Stored rows:

★ ★ ★ ★ ★

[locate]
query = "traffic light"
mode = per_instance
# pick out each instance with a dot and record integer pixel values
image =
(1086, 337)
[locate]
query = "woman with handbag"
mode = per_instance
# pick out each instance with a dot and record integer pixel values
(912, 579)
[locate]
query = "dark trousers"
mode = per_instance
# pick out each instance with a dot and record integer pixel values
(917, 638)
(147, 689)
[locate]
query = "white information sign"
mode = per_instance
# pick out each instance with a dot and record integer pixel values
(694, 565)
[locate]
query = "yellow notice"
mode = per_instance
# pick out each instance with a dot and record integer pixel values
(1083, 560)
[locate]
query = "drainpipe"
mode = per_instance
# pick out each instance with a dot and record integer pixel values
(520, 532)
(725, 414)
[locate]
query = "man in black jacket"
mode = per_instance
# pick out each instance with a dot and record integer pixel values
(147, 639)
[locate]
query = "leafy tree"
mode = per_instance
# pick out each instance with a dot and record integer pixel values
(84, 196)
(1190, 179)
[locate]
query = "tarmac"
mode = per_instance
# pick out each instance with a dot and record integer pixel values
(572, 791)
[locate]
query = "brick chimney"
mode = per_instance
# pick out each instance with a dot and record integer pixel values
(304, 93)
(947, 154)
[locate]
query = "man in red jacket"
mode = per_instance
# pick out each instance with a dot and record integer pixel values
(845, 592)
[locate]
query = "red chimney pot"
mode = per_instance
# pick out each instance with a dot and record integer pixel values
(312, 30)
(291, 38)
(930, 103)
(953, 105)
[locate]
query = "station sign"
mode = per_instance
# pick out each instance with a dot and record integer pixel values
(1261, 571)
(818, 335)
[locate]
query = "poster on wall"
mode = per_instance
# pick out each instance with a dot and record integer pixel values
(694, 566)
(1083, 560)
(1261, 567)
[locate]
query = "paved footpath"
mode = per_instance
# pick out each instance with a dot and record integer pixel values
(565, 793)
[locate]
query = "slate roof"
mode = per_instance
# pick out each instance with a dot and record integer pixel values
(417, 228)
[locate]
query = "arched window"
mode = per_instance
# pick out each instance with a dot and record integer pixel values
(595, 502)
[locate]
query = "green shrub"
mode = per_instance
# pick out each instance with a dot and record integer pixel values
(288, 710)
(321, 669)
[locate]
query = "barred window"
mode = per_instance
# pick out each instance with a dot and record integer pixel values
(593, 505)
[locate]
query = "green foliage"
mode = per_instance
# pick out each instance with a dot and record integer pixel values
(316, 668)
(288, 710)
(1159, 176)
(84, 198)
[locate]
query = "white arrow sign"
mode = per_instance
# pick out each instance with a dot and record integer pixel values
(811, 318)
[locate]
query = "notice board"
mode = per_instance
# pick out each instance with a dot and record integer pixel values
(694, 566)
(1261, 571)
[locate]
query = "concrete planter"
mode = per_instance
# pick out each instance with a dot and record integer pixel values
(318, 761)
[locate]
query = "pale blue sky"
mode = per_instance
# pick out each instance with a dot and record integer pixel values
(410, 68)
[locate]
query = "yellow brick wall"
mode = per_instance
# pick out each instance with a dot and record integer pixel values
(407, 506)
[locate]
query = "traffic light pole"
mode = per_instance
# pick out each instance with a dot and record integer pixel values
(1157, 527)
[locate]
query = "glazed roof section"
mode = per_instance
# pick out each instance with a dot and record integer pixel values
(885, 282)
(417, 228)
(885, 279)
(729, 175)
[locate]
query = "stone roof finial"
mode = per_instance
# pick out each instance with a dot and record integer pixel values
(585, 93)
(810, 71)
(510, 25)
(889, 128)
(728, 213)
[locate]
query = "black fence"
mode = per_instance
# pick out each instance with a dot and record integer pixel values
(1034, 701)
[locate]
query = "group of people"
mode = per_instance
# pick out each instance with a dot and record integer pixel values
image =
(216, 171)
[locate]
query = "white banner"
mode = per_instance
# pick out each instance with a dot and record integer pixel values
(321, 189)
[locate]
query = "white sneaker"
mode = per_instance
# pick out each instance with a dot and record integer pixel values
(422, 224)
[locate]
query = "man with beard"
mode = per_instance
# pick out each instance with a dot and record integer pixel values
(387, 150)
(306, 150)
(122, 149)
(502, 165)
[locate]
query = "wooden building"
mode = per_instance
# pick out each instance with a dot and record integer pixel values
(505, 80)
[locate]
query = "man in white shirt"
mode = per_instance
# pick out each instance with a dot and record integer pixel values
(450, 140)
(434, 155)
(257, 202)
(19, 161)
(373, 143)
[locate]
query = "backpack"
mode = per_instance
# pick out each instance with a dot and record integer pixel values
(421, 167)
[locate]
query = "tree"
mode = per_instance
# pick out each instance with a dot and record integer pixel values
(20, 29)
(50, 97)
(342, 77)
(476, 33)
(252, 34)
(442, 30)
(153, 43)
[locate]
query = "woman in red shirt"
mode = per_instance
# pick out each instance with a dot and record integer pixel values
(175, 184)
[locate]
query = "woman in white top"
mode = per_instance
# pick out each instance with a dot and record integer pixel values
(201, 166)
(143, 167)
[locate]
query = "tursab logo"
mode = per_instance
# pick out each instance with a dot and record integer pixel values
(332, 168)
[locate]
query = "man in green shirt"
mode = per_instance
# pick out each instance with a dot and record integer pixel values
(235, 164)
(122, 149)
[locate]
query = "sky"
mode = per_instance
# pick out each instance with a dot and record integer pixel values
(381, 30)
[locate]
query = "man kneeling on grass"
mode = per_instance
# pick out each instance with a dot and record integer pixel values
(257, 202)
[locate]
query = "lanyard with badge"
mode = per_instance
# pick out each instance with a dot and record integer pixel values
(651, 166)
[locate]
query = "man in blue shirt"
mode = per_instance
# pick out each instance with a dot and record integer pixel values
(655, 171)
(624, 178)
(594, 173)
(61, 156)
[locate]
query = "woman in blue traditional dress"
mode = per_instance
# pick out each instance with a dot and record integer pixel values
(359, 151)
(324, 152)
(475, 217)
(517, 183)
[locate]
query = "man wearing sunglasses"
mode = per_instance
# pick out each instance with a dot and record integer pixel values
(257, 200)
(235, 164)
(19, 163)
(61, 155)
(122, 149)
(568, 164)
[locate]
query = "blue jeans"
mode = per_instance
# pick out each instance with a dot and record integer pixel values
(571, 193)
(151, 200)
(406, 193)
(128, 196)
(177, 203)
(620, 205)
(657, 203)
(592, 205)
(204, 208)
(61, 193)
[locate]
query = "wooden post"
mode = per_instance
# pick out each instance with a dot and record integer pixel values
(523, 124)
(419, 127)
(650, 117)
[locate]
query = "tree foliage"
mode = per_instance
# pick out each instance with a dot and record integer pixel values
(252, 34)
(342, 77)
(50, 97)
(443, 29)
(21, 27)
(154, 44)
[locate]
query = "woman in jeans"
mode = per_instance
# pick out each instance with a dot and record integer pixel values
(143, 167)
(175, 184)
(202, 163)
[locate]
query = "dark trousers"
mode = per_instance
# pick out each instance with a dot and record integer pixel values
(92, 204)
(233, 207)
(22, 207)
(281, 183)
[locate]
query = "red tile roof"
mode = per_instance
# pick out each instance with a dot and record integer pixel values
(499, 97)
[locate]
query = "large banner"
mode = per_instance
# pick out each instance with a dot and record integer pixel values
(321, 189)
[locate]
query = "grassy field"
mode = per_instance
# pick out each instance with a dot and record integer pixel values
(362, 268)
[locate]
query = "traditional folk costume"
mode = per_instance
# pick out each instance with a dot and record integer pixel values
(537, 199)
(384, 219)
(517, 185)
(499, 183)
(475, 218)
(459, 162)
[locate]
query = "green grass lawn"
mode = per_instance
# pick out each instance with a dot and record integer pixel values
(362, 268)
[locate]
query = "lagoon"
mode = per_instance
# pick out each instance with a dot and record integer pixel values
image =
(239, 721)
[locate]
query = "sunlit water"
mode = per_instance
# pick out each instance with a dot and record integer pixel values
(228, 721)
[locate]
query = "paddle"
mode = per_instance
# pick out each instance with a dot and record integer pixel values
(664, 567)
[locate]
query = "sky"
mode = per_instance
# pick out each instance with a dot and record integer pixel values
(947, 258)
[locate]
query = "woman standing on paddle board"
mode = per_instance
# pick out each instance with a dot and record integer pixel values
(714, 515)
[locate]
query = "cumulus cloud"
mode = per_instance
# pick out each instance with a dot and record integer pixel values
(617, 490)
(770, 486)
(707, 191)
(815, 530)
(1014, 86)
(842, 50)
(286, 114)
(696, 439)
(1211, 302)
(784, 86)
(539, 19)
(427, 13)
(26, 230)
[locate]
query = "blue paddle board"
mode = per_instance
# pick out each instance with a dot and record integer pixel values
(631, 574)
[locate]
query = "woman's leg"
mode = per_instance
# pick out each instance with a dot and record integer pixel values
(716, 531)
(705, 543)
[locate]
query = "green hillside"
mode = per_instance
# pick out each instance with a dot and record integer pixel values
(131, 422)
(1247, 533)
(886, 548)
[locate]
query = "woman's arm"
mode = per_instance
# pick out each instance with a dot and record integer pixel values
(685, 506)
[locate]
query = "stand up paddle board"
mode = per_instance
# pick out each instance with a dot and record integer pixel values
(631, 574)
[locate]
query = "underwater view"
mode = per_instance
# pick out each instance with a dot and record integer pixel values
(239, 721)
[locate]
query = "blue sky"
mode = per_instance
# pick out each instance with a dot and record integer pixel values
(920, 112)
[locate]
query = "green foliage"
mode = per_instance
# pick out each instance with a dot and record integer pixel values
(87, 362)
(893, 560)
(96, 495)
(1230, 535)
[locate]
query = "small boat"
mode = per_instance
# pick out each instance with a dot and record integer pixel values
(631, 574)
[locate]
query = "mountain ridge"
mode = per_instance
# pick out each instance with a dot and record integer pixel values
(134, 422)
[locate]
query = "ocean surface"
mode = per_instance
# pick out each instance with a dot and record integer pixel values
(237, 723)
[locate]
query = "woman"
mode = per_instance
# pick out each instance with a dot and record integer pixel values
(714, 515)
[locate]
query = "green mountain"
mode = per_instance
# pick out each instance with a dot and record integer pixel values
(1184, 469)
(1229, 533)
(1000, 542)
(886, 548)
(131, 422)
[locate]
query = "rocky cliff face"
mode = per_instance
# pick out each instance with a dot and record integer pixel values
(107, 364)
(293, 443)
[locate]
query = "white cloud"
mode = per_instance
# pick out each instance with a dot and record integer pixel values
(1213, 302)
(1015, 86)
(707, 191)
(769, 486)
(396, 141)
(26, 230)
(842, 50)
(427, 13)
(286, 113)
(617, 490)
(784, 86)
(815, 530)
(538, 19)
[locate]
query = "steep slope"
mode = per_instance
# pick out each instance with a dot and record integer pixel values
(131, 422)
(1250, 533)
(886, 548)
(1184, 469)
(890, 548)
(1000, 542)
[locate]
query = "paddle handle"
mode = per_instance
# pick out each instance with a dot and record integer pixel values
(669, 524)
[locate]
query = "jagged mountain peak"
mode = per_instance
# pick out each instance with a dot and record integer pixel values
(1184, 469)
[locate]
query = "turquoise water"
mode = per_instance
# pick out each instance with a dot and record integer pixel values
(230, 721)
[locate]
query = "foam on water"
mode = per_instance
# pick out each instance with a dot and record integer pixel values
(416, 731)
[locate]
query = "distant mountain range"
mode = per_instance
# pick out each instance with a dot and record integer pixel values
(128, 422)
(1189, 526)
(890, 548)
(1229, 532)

★ ★ ★ ★ ★

Task instructions: Pull out each line above that contains the word "board", and copy every one of those lines in full.

Result below:
query = "notice board"
query = "woman standing on paddle board"
query = "blue paddle board"
query = "stand up paddle board"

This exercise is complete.